* Supplied text

Feminist Research Speaker Series

All events will be wheelchair accessible and hybrid. For access needs, contact chloe3@ualberta.ca

Register here to attend any of FRSS events in-person or by Zoom register here!  You will be sent a calendar invite closer to the event.

WINTER TERM 2023

Alexis Hillyard, “Disability in the Kitchen: Who Needs a Juicer When You Have a Stump?”

Monday, February 27 @ 3:00 – 4:20 pm MST
Tory Building 12 -15 and Zoom

This presentation will immerse participants in Alexis's stories and experiences related to existing as a queer, disabled human in an ableist world, and espose how her disability serves to disrupt the stale and oppressive ideologies that harm our most vulnerable. Alexis will share her embodied cooking techniques as she prepares a vegan, gluten free meal with one hand, one stump, and lots of love. Oh, and Alexis may or may not be wearing a bra and sweatpants because, f#%k it ;)

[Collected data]
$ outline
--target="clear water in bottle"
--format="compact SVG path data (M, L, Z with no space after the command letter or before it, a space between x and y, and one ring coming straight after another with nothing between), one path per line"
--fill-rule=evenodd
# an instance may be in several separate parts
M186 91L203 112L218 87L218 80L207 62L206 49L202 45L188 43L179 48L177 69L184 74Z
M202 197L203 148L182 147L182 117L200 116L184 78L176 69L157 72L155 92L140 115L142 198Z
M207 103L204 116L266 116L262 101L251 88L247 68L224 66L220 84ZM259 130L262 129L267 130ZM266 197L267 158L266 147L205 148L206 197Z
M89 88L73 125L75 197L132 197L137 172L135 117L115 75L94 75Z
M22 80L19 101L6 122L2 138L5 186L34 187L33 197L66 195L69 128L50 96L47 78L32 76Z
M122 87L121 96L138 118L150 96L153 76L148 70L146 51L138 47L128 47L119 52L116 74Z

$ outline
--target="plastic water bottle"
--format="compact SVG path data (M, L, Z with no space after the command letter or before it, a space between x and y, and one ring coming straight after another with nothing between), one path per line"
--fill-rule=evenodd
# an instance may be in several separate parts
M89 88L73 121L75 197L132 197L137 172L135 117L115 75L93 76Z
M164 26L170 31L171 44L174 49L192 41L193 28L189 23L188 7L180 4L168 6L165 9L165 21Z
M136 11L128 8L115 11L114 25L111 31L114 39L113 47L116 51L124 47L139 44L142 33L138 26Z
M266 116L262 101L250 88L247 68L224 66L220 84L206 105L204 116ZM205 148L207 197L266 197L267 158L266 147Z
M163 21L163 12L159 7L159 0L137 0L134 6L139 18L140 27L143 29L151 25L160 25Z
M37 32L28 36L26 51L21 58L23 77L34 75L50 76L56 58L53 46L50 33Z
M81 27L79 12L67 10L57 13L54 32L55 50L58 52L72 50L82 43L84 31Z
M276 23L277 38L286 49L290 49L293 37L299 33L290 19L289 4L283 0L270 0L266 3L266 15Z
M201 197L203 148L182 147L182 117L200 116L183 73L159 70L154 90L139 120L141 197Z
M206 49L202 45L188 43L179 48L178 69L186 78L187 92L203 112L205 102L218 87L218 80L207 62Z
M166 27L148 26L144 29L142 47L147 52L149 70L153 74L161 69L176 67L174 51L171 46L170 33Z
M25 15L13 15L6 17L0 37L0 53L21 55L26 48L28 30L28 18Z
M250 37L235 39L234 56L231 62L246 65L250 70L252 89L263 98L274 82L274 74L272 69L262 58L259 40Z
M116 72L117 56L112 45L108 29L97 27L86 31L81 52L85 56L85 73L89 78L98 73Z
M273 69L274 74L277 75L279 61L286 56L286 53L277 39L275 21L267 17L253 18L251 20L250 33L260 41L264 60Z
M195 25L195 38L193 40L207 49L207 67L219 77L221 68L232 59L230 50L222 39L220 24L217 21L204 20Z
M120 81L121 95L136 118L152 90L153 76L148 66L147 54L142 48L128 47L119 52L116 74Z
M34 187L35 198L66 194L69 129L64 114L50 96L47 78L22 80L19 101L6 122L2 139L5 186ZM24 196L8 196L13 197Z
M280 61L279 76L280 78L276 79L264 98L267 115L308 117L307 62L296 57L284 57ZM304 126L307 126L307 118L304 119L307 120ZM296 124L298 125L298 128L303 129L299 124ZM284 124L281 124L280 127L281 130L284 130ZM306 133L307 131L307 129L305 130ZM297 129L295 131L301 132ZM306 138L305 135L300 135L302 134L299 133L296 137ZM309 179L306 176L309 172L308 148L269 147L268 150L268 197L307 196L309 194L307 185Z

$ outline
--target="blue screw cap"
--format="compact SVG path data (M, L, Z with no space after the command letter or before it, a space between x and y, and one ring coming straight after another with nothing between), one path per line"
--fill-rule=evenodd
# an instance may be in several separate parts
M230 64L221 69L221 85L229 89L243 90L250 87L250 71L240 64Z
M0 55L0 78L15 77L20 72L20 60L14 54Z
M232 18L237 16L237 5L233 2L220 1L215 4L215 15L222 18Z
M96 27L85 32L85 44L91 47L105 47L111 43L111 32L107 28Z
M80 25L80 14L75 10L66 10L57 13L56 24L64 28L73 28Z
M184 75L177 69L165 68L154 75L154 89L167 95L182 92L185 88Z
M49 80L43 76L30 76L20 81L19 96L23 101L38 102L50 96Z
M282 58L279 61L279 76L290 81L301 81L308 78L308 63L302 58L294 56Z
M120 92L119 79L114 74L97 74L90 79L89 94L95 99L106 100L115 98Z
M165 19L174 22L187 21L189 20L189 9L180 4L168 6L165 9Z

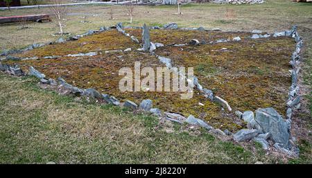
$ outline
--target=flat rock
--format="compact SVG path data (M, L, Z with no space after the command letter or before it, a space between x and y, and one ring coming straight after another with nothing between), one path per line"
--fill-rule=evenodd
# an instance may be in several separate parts
M200 42L196 39L193 39L189 42L189 44L190 45L200 45Z
M165 29L175 30L177 29L177 25L175 23L170 23L164 26Z
M248 141L257 136L259 132L257 130L242 129L233 135L236 141Z
M103 99L103 96L94 89L87 89L85 90L86 94L96 99Z
M112 104L114 105L119 105L120 102L117 98L113 96L108 94L102 94L103 99L109 104Z
M223 108L227 109L229 112L232 111L232 108L229 106L229 105L227 103L227 102L223 98L220 98L219 96L216 96L214 98L214 101L216 101L217 103L220 105Z
M238 41L241 41L241 39L240 37L236 37L233 38L233 41L238 42Z

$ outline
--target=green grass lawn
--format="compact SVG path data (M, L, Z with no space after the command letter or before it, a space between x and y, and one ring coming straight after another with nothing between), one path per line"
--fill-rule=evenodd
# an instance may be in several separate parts
M159 123L157 118L134 115L110 105L60 96L41 89L35 79L0 74L0 163L312 163L312 3L271 0L262 5L192 4L182 6L183 15L173 15L175 6L138 6L134 23L180 26L220 28L226 30L260 29L274 32L298 24L304 37L300 83L303 100L294 117L292 131L300 148L297 159L266 154L251 142L238 145L214 137L204 130ZM128 21L125 8L80 6L69 8L67 31L80 34L89 29ZM232 15L226 11L231 9ZM50 13L49 8L0 11L0 16ZM80 22L82 17L90 23ZM51 23L1 25L0 50L21 48L35 42L56 39ZM125 23L125 25L129 24Z

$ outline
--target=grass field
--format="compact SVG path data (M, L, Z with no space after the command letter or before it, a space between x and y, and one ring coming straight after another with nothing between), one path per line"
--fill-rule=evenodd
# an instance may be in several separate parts
M80 34L128 21L123 7L112 7L113 20L108 19L110 6L70 7L66 31ZM226 17L227 9L233 10L231 17ZM61 96L41 89L32 78L0 74L0 163L311 163L311 3L277 0L263 5L191 4L182 6L182 16L173 15L175 11L175 6L138 6L132 25L175 21L180 26L273 32L298 24L304 39L300 78L303 100L295 114L292 134L300 148L299 158L267 155L252 142L239 145L202 130L164 123L152 116L133 115L83 98ZM0 16L39 13L49 13L49 9L0 11ZM1 48L21 48L58 38L51 35L57 30L50 23L28 25L31 28L26 29L17 24L0 26Z

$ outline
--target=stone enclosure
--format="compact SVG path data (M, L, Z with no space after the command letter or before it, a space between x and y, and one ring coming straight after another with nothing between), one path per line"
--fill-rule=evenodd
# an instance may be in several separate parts
M5 51L0 71L27 73L74 95L297 154L290 129L293 112L300 107L302 46L296 26L270 34L178 28L174 23L162 28L119 23ZM132 69L136 61L153 69L193 67L193 97L182 100L179 92L121 92L119 70Z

* Task requirements
**1.** Quote the speaker series page from "All events will" to "to the event.".
**2.** Continue the Feminist Research Speaker Series page from the point where it stops.

* Answers to the exercise
**1.**
All events will be wheelchair accessible and hybrid. For access needs, contact chloe3@ualberta.ca

Register here to attend any of FRSS events in-person or by Zoom register here!  You will be sent a calendar invite closer to the event.

**2.**
Alexis Hillyard (she/her) is a queer and disabled YouTube Creator, self-taught vegan chef, entrepreneur, and a parent of an energetic toddler. Born without her left hand, Alexis uses her stump as a kitchen tool - from spatula to juicer - while expanding the vocabulary of what's possible in the kitchen each week on her YouTube show ‘Stump Kitchen.’ Stump Kitchen is a YouTube series that celebrates body diversity, gluten free vegan cooking, and the amazing, unique ways we move through the world. In 2016 & 2018, Stump Kitchen won Best Food Blog in VUE Magazine’s Best of Edmonton, Canada. In 2017 Alexis was named the first Canadian Ambassador to the Lucky Fin Project, an organization dedicated to limb difference awareness, education, and celebration. Alexis was also awarded the Meritorious Service Medal from the Governor General of Canada for her Stump Kitchen work, which is one of the highest honours that Canada can bestow on its citizens.

Register here to attend FRSS events in person: https://forms.gle/rMqTz2kV3nvQyGHT7

Join Zoom Meeting
https://ualberta-ca.zoom.us/j/92497759327?pwd=TlVqS3RjUjdLaEh5UTk0V09PeUY0QT09

Meeting ID: 924 9775 9327
Passcode: 443870


Lana Whiskeyjack, “Rematriation through Art”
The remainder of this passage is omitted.